■ SHORT PROBLEM:
Extract each line in the data below that contains the string "Target", copying the lines in their original order.

Records excerpted from a collection
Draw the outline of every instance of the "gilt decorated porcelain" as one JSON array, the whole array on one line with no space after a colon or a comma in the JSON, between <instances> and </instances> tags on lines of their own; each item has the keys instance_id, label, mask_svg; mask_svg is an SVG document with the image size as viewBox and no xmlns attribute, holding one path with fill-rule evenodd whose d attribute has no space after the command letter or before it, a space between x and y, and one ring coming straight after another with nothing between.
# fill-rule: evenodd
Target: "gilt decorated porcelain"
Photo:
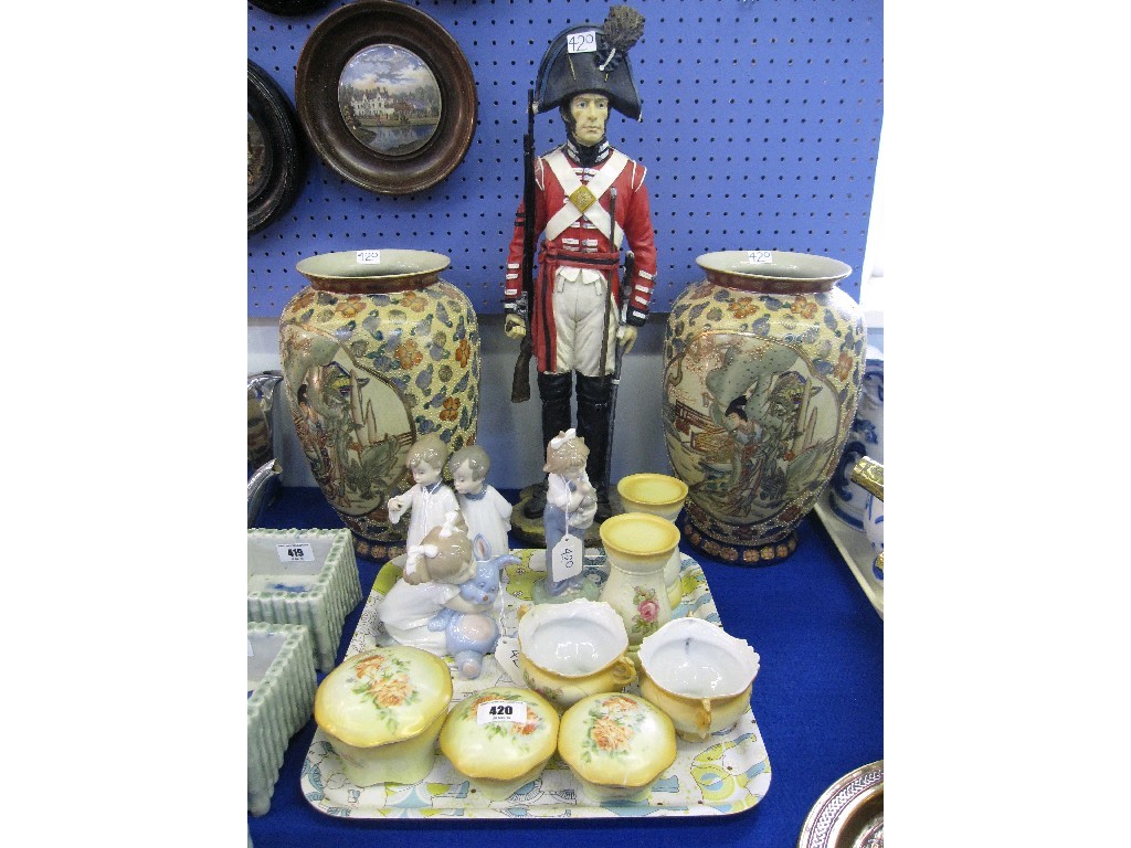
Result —
<instances>
[{"instance_id":1,"label":"gilt decorated porcelain","mask_svg":"<svg viewBox=\"0 0 1131 848\"><path fill-rule=\"evenodd\" d=\"M819 256L724 251L672 305L664 435L688 484L688 542L766 564L828 485L856 415L863 313L836 287L852 269Z\"/></svg>"},{"instance_id":2,"label":"gilt decorated porcelain","mask_svg":"<svg viewBox=\"0 0 1131 848\"><path fill-rule=\"evenodd\" d=\"M314 695L314 721L355 786L414 784L435 760L451 701L439 657L405 646L347 658Z\"/></svg>"},{"instance_id":3,"label":"gilt decorated porcelain","mask_svg":"<svg viewBox=\"0 0 1131 848\"><path fill-rule=\"evenodd\" d=\"M558 750L594 801L640 799L675 762L675 728L638 695L589 695L562 715Z\"/></svg>"},{"instance_id":4,"label":"gilt decorated porcelain","mask_svg":"<svg viewBox=\"0 0 1131 848\"><path fill-rule=\"evenodd\" d=\"M491 686L452 708L440 751L484 797L502 801L542 773L558 729L558 711L537 692Z\"/></svg>"},{"instance_id":5,"label":"gilt decorated porcelain","mask_svg":"<svg viewBox=\"0 0 1131 848\"><path fill-rule=\"evenodd\" d=\"M702 618L673 618L640 646L640 694L684 739L729 730L750 708L759 656Z\"/></svg>"}]
</instances>

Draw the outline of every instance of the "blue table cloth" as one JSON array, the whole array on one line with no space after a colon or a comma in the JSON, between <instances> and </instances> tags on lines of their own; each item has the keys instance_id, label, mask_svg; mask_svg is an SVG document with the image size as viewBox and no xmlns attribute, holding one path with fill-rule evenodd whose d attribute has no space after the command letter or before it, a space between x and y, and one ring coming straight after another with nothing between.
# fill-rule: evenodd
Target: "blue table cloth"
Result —
<instances>
[{"instance_id":1,"label":"blue table cloth","mask_svg":"<svg viewBox=\"0 0 1131 848\"><path fill-rule=\"evenodd\" d=\"M512 502L515 492L503 492ZM283 488L257 526L336 528L342 521L317 488ZM727 632L761 657L751 707L769 755L771 779L752 810L732 815L655 819L349 820L320 813L300 778L314 735L311 719L292 739L270 811L248 815L254 848L295 846L501 846L544 848L566 840L585 848L647 846L788 847L797 843L813 803L847 772L883 759L883 622L820 519L798 527L797 551L766 566L728 565L681 545L703 570ZM515 547L523 543L512 539ZM368 597L382 563L359 559ZM337 659L364 602L346 618ZM322 675L319 675L321 680Z\"/></svg>"}]
</instances>

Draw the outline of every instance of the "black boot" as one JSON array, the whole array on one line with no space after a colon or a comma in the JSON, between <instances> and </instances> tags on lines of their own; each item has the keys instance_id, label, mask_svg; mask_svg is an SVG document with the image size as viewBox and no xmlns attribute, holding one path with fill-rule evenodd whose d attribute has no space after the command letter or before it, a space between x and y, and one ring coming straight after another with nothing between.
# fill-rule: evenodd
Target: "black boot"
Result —
<instances>
[{"instance_id":1,"label":"black boot","mask_svg":"<svg viewBox=\"0 0 1131 848\"><path fill-rule=\"evenodd\" d=\"M612 377L577 377L577 434L585 439L589 459L585 471L597 490L596 521L612 514L608 502L608 416Z\"/></svg>"},{"instance_id":2,"label":"black boot","mask_svg":"<svg viewBox=\"0 0 1131 848\"><path fill-rule=\"evenodd\" d=\"M538 398L542 400L542 461L546 459L550 440L570 427L570 398L573 396L573 373L544 374L538 372ZM527 518L541 518L546 508L546 479L523 508Z\"/></svg>"}]
</instances>

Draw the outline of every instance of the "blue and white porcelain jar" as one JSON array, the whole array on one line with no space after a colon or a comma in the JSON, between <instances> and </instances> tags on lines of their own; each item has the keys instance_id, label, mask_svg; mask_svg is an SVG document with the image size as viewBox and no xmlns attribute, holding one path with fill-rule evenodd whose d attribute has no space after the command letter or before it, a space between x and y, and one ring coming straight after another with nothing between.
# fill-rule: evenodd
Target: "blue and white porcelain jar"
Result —
<instances>
[{"instance_id":1,"label":"blue and white porcelain jar","mask_svg":"<svg viewBox=\"0 0 1131 848\"><path fill-rule=\"evenodd\" d=\"M863 530L869 493L852 482L852 469L862 457L883 464L883 353L869 345L856 418L848 443L829 485L829 505L845 523ZM880 505L882 510L882 502Z\"/></svg>"}]
</instances>

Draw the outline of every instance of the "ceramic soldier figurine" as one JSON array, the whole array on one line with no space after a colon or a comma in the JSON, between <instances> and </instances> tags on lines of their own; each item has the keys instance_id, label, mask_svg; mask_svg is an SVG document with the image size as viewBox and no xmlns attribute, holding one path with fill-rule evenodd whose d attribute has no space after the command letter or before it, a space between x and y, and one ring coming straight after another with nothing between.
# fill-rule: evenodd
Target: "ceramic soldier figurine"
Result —
<instances>
[{"instance_id":1,"label":"ceramic soldier figurine","mask_svg":"<svg viewBox=\"0 0 1131 848\"><path fill-rule=\"evenodd\" d=\"M598 520L610 514L613 374L619 354L631 349L645 323L656 280L645 167L611 147L605 136L610 110L640 119L628 51L642 32L644 18L619 6L602 26L571 26L550 45L530 109L534 114L556 109L566 142L544 156L528 155L533 226L525 198L507 258L506 332L524 343L529 334L544 447L571 426L577 373L577 433L589 448L587 474L597 491ZM539 237L537 277L524 279ZM629 251L623 282L622 246ZM544 508L545 484L523 511L533 519Z\"/></svg>"}]
</instances>

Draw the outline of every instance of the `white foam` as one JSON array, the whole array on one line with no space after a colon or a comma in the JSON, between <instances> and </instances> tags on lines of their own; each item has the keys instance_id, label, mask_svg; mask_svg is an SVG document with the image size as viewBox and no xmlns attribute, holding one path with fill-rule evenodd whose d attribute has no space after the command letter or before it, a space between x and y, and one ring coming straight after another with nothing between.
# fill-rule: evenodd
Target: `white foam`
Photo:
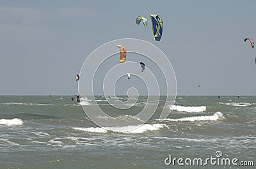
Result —
<instances>
[{"instance_id":1,"label":"white foam","mask_svg":"<svg viewBox=\"0 0 256 169\"><path fill-rule=\"evenodd\" d=\"M124 133L143 133L148 131L159 130L164 127L168 128L164 124L144 124L141 126L127 126L123 127L108 128L109 130Z\"/></svg>"},{"instance_id":2,"label":"white foam","mask_svg":"<svg viewBox=\"0 0 256 169\"><path fill-rule=\"evenodd\" d=\"M252 105L250 103L241 103L241 102L240 103L230 102L225 103L225 105L234 107L248 107Z\"/></svg>"},{"instance_id":3,"label":"white foam","mask_svg":"<svg viewBox=\"0 0 256 169\"><path fill-rule=\"evenodd\" d=\"M97 128L73 128L73 129L76 130L84 131L91 133L106 133L108 132L108 130L100 127Z\"/></svg>"},{"instance_id":4,"label":"white foam","mask_svg":"<svg viewBox=\"0 0 256 169\"><path fill-rule=\"evenodd\" d=\"M8 139L5 138L0 138L0 144L1 145L20 145L18 143L12 142L11 141L8 140Z\"/></svg>"},{"instance_id":5,"label":"white foam","mask_svg":"<svg viewBox=\"0 0 256 169\"><path fill-rule=\"evenodd\" d=\"M202 112L205 111L206 107L184 107L180 105L170 105L170 109L176 110L178 112Z\"/></svg>"},{"instance_id":6,"label":"white foam","mask_svg":"<svg viewBox=\"0 0 256 169\"><path fill-rule=\"evenodd\" d=\"M166 121L215 121L219 119L224 119L224 116L221 112L216 112L212 115L202 115L202 116L194 116L188 117L182 117L180 119L166 119Z\"/></svg>"},{"instance_id":7,"label":"white foam","mask_svg":"<svg viewBox=\"0 0 256 169\"><path fill-rule=\"evenodd\" d=\"M39 132L33 132L33 133L34 133L34 134L36 135L36 136L50 136L50 135L48 134L47 133L42 132L42 131L39 131Z\"/></svg>"},{"instance_id":8,"label":"white foam","mask_svg":"<svg viewBox=\"0 0 256 169\"><path fill-rule=\"evenodd\" d=\"M58 141L58 140L54 140L55 139L52 139L52 140L51 140L50 141L48 141L47 142L48 143L54 143L54 144L63 144L63 143L62 142L61 142L61 141Z\"/></svg>"},{"instance_id":9,"label":"white foam","mask_svg":"<svg viewBox=\"0 0 256 169\"><path fill-rule=\"evenodd\" d=\"M13 126L13 125L22 125L23 121L19 119L15 118L12 119L0 119L0 124L6 126Z\"/></svg>"},{"instance_id":10,"label":"white foam","mask_svg":"<svg viewBox=\"0 0 256 169\"><path fill-rule=\"evenodd\" d=\"M80 98L80 105L82 106L88 106L91 105L86 97Z\"/></svg>"},{"instance_id":11,"label":"white foam","mask_svg":"<svg viewBox=\"0 0 256 169\"><path fill-rule=\"evenodd\" d=\"M144 124L141 126L127 126L117 127L106 127L106 128L73 128L74 129L84 131L91 133L106 133L108 131L113 132L124 133L143 133L148 131L159 130L164 127L168 128L164 124Z\"/></svg>"}]
</instances>

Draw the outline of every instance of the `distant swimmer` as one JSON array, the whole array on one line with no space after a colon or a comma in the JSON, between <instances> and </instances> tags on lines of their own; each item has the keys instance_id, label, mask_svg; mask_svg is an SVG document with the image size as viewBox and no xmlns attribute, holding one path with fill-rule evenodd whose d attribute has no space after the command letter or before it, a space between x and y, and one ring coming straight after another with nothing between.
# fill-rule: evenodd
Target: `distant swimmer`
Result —
<instances>
[{"instance_id":1,"label":"distant swimmer","mask_svg":"<svg viewBox=\"0 0 256 169\"><path fill-rule=\"evenodd\" d=\"M78 74L76 74L76 80L77 82L80 78L80 76Z\"/></svg>"},{"instance_id":2,"label":"distant swimmer","mask_svg":"<svg viewBox=\"0 0 256 169\"><path fill-rule=\"evenodd\" d=\"M140 62L139 63L140 64L140 66L141 67L141 72L143 72L145 70L145 63L143 63L143 62Z\"/></svg>"},{"instance_id":3,"label":"distant swimmer","mask_svg":"<svg viewBox=\"0 0 256 169\"><path fill-rule=\"evenodd\" d=\"M78 102L78 103L80 103L80 96L79 95L76 95L76 94L74 94L76 96L76 101ZM73 98L73 97L72 97ZM73 98L74 99L74 98Z\"/></svg>"},{"instance_id":4,"label":"distant swimmer","mask_svg":"<svg viewBox=\"0 0 256 169\"><path fill-rule=\"evenodd\" d=\"M126 73L126 74L127 74L128 79L130 79L130 78L131 78L131 74L130 74L129 73Z\"/></svg>"},{"instance_id":5,"label":"distant swimmer","mask_svg":"<svg viewBox=\"0 0 256 169\"><path fill-rule=\"evenodd\" d=\"M76 101L79 103L80 103L80 97L79 96L76 96Z\"/></svg>"}]
</instances>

■ EXERCISE ANSWER:
Target: "gilt decorated porcelain"
Target: "blue table cloth"
Target: "black boot"
Target: "blue and white porcelain jar"
Target: "ceramic soldier figurine"
Target: `white foam`
Target: `distant swimmer`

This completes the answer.